§ **EXERCISE DETAILS**
Copy each line that includes the string "button" from the material into your answer.
┌─ EXCERPTED RECORDS
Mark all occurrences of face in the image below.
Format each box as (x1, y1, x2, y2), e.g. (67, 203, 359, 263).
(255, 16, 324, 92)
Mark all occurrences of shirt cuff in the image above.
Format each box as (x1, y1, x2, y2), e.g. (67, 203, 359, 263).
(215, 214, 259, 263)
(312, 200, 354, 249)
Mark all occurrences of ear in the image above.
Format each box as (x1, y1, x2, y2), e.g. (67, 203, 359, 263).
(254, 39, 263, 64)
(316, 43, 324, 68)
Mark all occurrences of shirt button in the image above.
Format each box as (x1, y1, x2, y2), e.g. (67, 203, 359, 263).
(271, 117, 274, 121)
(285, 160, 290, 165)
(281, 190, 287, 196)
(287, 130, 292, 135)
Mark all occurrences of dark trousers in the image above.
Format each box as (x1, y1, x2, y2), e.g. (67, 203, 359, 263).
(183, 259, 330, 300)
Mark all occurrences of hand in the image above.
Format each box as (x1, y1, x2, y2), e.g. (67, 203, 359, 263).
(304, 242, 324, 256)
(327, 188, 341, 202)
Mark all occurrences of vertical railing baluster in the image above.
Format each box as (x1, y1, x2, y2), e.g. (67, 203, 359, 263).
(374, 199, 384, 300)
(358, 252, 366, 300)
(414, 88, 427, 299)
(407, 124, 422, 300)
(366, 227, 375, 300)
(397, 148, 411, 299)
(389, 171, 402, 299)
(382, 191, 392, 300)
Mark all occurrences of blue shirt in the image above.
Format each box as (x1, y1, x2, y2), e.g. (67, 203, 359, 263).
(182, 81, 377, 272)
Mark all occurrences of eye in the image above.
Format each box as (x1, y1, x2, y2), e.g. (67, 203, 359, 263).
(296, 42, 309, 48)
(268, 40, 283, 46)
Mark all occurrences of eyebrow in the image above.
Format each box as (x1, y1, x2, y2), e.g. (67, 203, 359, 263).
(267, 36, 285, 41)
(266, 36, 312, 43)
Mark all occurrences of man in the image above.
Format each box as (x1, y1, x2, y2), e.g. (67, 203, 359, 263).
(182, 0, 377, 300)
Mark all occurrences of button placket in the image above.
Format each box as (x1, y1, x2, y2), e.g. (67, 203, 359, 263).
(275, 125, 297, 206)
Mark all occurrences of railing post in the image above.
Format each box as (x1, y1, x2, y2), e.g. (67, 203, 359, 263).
└─
§ **SOLUTION**
Mark all occurrences of shirt button in the image above.
Mark all occurrences of button placket in the image above.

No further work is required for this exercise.